Request. Every record should be written out exactly, please.

A run of records:
[BEGIN]
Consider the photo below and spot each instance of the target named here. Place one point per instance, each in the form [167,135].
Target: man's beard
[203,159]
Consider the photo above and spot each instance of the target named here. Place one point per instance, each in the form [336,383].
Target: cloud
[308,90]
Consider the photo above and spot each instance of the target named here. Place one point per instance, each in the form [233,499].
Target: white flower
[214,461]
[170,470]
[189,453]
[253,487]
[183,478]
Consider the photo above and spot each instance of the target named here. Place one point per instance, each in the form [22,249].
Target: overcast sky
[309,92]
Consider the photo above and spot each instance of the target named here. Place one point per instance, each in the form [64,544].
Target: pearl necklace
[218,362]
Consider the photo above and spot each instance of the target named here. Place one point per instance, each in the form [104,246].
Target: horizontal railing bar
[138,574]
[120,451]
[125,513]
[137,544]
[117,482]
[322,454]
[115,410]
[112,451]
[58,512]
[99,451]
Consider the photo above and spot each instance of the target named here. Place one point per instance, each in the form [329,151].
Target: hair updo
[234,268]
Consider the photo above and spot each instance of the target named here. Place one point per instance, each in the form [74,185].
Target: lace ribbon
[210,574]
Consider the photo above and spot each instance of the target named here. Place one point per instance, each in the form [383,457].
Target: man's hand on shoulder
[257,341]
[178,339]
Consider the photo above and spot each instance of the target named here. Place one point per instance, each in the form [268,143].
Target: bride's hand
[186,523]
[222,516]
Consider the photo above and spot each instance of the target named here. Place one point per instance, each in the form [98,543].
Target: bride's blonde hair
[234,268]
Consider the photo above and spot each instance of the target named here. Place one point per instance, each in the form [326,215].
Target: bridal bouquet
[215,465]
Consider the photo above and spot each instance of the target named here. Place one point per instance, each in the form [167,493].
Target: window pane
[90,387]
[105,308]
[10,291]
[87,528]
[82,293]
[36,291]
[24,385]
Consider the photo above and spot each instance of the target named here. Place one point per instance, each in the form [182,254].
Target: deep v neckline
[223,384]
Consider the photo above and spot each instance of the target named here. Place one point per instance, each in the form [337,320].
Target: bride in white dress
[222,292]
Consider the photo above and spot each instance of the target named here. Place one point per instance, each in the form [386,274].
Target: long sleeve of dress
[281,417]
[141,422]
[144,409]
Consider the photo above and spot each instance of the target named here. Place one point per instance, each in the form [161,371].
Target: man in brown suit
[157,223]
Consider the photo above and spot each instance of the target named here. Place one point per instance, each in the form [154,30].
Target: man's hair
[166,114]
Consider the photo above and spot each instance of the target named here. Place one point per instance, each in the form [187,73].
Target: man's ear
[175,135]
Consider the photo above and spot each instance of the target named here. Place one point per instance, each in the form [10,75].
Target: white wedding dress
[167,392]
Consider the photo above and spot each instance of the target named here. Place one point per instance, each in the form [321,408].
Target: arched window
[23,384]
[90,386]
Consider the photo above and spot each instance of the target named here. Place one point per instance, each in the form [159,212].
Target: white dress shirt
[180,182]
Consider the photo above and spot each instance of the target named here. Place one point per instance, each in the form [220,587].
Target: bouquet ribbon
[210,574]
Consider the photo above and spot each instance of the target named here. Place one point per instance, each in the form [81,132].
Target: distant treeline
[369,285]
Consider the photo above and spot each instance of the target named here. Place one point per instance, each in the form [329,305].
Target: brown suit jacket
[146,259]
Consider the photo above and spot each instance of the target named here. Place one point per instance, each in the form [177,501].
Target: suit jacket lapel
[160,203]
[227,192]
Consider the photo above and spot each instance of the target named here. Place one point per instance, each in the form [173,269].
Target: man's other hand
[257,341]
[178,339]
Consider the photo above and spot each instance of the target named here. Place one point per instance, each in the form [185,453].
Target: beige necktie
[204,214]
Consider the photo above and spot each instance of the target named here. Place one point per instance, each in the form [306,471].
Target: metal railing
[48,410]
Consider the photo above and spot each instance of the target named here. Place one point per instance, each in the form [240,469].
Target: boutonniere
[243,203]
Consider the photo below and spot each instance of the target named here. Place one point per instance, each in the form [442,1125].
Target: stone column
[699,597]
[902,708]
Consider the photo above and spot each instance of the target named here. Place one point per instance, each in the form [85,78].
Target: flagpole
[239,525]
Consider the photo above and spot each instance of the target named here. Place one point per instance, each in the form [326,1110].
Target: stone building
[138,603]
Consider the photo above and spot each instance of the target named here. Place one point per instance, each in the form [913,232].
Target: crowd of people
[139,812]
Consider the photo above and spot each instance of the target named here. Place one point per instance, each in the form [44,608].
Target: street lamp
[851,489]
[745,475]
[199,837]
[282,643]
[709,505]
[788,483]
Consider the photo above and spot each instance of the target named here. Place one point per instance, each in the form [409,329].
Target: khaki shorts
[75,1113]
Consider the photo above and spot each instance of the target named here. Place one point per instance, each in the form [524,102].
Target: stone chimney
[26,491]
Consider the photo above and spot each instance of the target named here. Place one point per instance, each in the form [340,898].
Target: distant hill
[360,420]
[END]
Task output.
Consider the photo below and spot each instance of the target named here. Place one point per instance, each in the form [167,135].
Target: man's beard
[203,159]
Consider the photo above and spot each instance of the target named here. Place one point per instance, each in the form [336,383].
Target: cloud
[308,90]
Consider the photo above and spot each instance of the target named here. Place one point per instance, each in the form [233,499].
Target: white flower
[214,461]
[170,470]
[189,453]
[253,487]
[183,478]
Consider the photo above and spot each instance of the target named here. Place one point per instance, each in the form [22,249].
Target: overcast sky
[309,92]
Consider the photo above and spot each instance of the target named here. Place one point per instance, each in the form [64,544].
Target: pearl necklace
[218,362]
Consider the photo above and spot each instance of the target named here. Place one point per instance, each in the form [104,246].
Target: horizontal railing bar
[138,574]
[120,451]
[125,513]
[137,544]
[117,482]
[322,454]
[115,410]
[112,451]
[58,512]
[99,451]
Consider the photo above and spot each instance of the target named here. Place one point per instance, each in the form [329,151].
Target: hair updo
[234,268]
Consider the photo above and spot each instance of the target named here. Place one point per instance, each in the form [74,185].
Target: lace ribbon
[210,574]
Consider the photo above and spot each instance of the target named here. Place one point per instance, each in the form [383,457].
Target: man's hand on shoulder
[257,341]
[178,339]
Consider the photo above and spot each instance of the target named here. Place one point per instance, each in the form [268,143].
Target: bride's hand
[186,523]
[222,516]
Consider the photo above and spot each instance of the target named here. Place one point per instance, each in the form [98,543].
Target: bride's blonde hair
[234,268]
Consider the photo above and spot each instance of the target named here. Place one point per instance, each in the form [326,215].
Target: bridal bouquet
[215,465]
Consider the photo above and spot each instance of the target named here. Place one point per instance, each in the form [167,493].
Target: window pane
[90,387]
[105,308]
[10,291]
[87,528]
[82,293]
[36,291]
[24,385]
Consider the photo above and spot each instance of the target named here. Place one point per instance, each in the form [182,254].
Target: deep v neckline
[223,384]
Consider the photo above and spot each instance of the target named here. Place one point per instance, each in the form [337,320].
Target: bride in white dress
[222,292]
Consider the photo above and spot each instance of the target named here. Place one point per instance, each in the form [386,274].
Target: long sleeve of dress
[281,417]
[141,422]
[144,409]
Consider the photo above and spot each instance of the target named here. Place one point per instance, each in the form [161,371].
Target: man in brown suit
[157,223]
Consider the photo above and spot each instance of the target named here. Place one point per instance, each in the form [154,30].
Target: man's hair
[166,114]
Consider the photo above and spot each instance of the target named here. Place one point per instance, each in the form [187,73].
Target: man's ear
[175,135]
Consider the photo above and spot each instance of the target named here. Place one point per instance, each in the form [10,75].
Target: white wedding dress
[167,392]
Consider the photo above and spot each instance of the target named here. Place one point per instance, each in the form [321,408].
Target: arched window
[23,384]
[90,386]
Consider the photo above and spot each instance of the target named here. Place one point per instance, each in the form [159,212].
Target: white dress shirt
[180,182]
Consider the photo above and spot each instance of the target named here. Place one point per instance, each in the form [220,587].
Target: bouquet ribbon
[210,574]
Consider the photo above and spot each instance of the target named here. Place one point per instance, each in the form [81,132].
Target: distant treeline
[369,285]
Consider the photo above and spot each instance of the target named here. Place one point per instance, each in the form [329,305].
Target: brown suit jacket
[146,259]
Consider the photo above and spot each instance of the target named here. Place one point per instance, each in the form [177,501].
Target: suit jacket lapel
[160,203]
[227,192]
Consider the photo above and spot each instance of the target named here. Place one point per instance, each in the form [173,269].
Target: man's other hand
[257,341]
[178,339]
Consider the photo above and spot each instance of the target named here. Place one point per instance, each in the form [185,453].
Target: beige necktie
[204,214]
Consider the photo above and spot each instance of the target named here. Place one point per instance, each in the form [306,471].
Target: metal railing
[48,410]
Consider the photo above and spot each instance of the target named here. Place one point per instance, each in the form [240,469].
Target: boutonniere
[243,203]
Consider the photo below and spot each instance of the target named here. Place one point per instance, each in the form [442,1125].
Target: stone column
[699,597]
[902,708]
Consider the photo above and spot each instance of the target named here. Place one point per instance, each in the form [85,78].
Target: flagpole
[239,525]
Consider the photo above and spot each instance of the target named here. Place one point per instance, each in the form [326,1110].
Target: stone building
[138,603]
Consider the photo above and spot each instance of the target named here. Place one point per instance, each in the form [913,232].
Target: crowd of people
[139,812]
Consider the photo above and spot each instance of the target named here. Place one point per instance, each in the form [44,608].
Target: street lamp
[851,489]
[745,475]
[199,837]
[282,643]
[709,505]
[788,483]
Consider the photo above and spot each instance of the target named here. Place one point per instance, each in the form [409,329].
Target: khaki shorts
[75,1113]
Consider the photo above and spot each instance of the target named here. Place one point per instance, each in the form [524,102].
Target: stone chimney
[26,491]
Consider the photo above and spot each instance of the target named here. Place one point per instance, each in the form [340,898].
Target: distant hill
[360,420]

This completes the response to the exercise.